▶ **Exercise brief**
Rewrite all of the data below as a numbered list, one item per line, leaving out any blank lines.
* Begin Input material *
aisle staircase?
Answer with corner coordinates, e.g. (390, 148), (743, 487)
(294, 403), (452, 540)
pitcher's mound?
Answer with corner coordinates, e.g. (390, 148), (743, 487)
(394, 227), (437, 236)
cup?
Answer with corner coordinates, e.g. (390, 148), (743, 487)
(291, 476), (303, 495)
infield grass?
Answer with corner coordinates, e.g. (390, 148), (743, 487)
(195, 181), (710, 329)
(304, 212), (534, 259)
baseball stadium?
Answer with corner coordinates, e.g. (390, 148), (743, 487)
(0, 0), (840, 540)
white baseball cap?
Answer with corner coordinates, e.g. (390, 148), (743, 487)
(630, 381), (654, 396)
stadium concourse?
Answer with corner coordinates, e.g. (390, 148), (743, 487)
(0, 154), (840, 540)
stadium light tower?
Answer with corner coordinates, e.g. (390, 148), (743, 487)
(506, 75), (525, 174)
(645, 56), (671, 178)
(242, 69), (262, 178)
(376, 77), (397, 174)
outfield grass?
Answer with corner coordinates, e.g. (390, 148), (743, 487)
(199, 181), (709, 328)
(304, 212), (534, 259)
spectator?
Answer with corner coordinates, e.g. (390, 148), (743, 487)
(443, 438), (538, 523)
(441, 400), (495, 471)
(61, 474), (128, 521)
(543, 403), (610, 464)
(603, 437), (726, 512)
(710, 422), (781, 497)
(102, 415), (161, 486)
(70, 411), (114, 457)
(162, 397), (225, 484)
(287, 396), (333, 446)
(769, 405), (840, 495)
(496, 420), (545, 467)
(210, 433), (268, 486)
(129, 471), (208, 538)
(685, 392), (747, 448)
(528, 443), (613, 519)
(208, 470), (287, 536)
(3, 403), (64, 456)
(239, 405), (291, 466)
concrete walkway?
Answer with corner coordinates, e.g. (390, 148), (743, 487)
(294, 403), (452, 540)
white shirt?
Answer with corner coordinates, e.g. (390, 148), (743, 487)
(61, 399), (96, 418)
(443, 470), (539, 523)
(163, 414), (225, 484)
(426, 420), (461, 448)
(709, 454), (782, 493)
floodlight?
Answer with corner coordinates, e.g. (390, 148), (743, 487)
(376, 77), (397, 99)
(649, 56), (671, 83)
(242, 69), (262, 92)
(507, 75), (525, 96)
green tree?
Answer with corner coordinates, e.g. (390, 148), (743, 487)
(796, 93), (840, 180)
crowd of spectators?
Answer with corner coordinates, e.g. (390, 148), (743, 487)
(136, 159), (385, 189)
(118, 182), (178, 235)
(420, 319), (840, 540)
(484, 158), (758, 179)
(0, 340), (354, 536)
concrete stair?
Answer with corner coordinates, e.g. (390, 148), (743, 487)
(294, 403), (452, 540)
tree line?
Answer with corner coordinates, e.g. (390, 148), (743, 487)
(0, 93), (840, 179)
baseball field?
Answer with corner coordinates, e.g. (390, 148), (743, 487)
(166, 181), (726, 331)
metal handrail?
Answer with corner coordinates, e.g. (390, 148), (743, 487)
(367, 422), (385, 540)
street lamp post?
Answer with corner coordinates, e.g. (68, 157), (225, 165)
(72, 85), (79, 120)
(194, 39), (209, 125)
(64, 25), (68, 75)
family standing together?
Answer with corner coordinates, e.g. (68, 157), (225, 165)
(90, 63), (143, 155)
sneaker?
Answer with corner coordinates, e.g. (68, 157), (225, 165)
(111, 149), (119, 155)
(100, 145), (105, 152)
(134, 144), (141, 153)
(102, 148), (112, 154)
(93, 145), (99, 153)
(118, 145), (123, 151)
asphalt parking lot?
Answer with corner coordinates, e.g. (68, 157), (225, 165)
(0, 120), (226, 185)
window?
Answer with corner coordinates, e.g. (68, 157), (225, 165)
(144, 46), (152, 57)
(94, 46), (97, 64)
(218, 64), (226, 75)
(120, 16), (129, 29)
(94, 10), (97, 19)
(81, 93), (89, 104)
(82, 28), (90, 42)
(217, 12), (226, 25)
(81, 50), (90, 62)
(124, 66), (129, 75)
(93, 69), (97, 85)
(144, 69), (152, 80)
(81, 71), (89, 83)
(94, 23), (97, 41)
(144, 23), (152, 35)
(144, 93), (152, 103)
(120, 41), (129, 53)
* End Input material *
▶ **In response**
1. aisle staircase?
2. Answer with corner coordinates, e.g. (390, 148), (743, 487)
3. (294, 403), (452, 540)
4. pitcher's mound?
5. Answer with corner coordinates, e.g. (390, 148), (743, 487)
6. (394, 227), (437, 236)
7. cup?
8. Answer with corner coordinates, e.g. (390, 148), (743, 487)
9. (291, 476), (303, 495)
10. infield grass?
11. Answer with corner coordinates, e.g. (390, 148), (743, 487)
12. (195, 181), (710, 329)
13. (304, 212), (534, 259)
14. baseball stadium?
15. Answer with corner coordinates, e.g. (390, 148), (743, 487)
16. (0, 0), (840, 540)
17. white baseball cap?
18. Answer with corner coordinates, e.g. (390, 148), (743, 487)
19. (630, 381), (654, 396)
20. stadium concourse?
21. Answer with corner coordinates, e.g. (390, 148), (743, 487)
22. (0, 154), (840, 540)
23. stadium light tower?
24. Answer with corner coordinates, e.g. (390, 148), (743, 487)
25. (506, 75), (525, 174)
26. (645, 56), (671, 178)
27. (242, 69), (262, 178)
28. (376, 77), (397, 174)
29. outfield grass?
30. Answer with corner coordinates, e.g. (390, 148), (743, 487)
31. (199, 181), (709, 328)
32. (304, 212), (534, 259)
33. spectator?
34. Answer with corner coordinates, e.g. (390, 148), (743, 487)
35. (443, 438), (538, 523)
36. (441, 400), (495, 471)
37. (61, 474), (128, 521)
38. (543, 403), (610, 464)
39. (603, 437), (726, 512)
40. (710, 422), (781, 497)
41. (102, 415), (161, 486)
42. (70, 411), (114, 457)
43. (162, 397), (225, 484)
44. (287, 396), (333, 446)
45. (769, 405), (840, 495)
46. (496, 420), (545, 467)
47. (210, 433), (268, 486)
48. (129, 471), (208, 538)
49. (685, 392), (747, 448)
50. (528, 443), (613, 519)
51. (208, 470), (287, 536)
52. (3, 403), (64, 456)
53. (239, 405), (291, 466)
54. concrete walkway?
55. Answer with corner coordinates, e.g. (390, 148), (743, 487)
56. (294, 403), (452, 540)
57. white shirt?
58. Answer with corner coordinates, e.g. (390, 148), (743, 487)
59. (61, 399), (96, 418)
60. (443, 470), (539, 523)
61. (163, 414), (225, 484)
62. (426, 420), (461, 448)
63. (709, 454), (782, 493)
64. floodlight?
65. Answer with corner coordinates, e.g. (390, 148), (743, 487)
66. (376, 77), (397, 99)
67. (649, 56), (671, 83)
68. (242, 69), (262, 92)
69. (507, 75), (525, 96)
70. green tree?
71. Answer with corner coordinates, e.g. (390, 148), (743, 487)
72. (796, 93), (840, 180)
73. crowd of spectators?
74. Answer with corner coordinates, e.g. (390, 148), (743, 487)
75. (136, 159), (385, 189)
76. (118, 182), (178, 235)
77. (420, 319), (840, 540)
78. (484, 158), (758, 179)
79. (0, 340), (354, 536)
80. concrete stair?
81. Answer with corner coordinates, e.g. (390, 148), (743, 487)
82. (294, 403), (452, 540)
83. tree line?
84. Answer with corner coordinates, e.g. (390, 148), (743, 487)
85. (0, 93), (840, 179)
86. baseball field?
87. Answer with corner coordinates, e.g. (390, 148), (743, 487)
88. (166, 181), (726, 331)
89. metal handrail?
90. Answer with corner coordinates, e.g. (390, 148), (743, 487)
91. (367, 422), (385, 540)
92. street lamp post?
93. Answer with corner coordinates, e.g. (68, 157), (225, 165)
94. (72, 85), (79, 120)
95. (194, 39), (209, 125)
96. (64, 25), (68, 75)
97. family standing together?
98. Answer with corner coordinates, e.g. (68, 157), (225, 165)
99. (90, 63), (143, 155)
100. sneaker?
101. Answer with corner coordinates, e.g. (68, 157), (225, 165)
102. (111, 149), (119, 155)
103. (100, 145), (105, 152)
104. (134, 144), (141, 153)
105. (102, 148), (112, 154)
106. (93, 145), (99, 153)
107. (118, 145), (123, 151)
108. asphalt parking lot?
109. Answer with corner coordinates, e.g. (68, 157), (225, 165)
110. (0, 120), (226, 185)
111. window?
112. Answer with corner coordinates, e.g. (68, 157), (225, 165)
113. (144, 46), (152, 57)
114. (94, 46), (97, 64)
115. (218, 64), (226, 75)
116. (120, 16), (129, 29)
117. (94, 10), (97, 19)
118. (81, 93), (89, 104)
119. (82, 28), (90, 42)
120. (217, 12), (226, 25)
121. (81, 50), (90, 62)
122. (124, 66), (129, 75)
123. (93, 69), (97, 85)
124. (144, 69), (152, 80)
125. (81, 71), (89, 83)
126. (94, 23), (97, 41)
127. (144, 23), (152, 35)
128. (144, 93), (152, 103)
129. (120, 41), (129, 53)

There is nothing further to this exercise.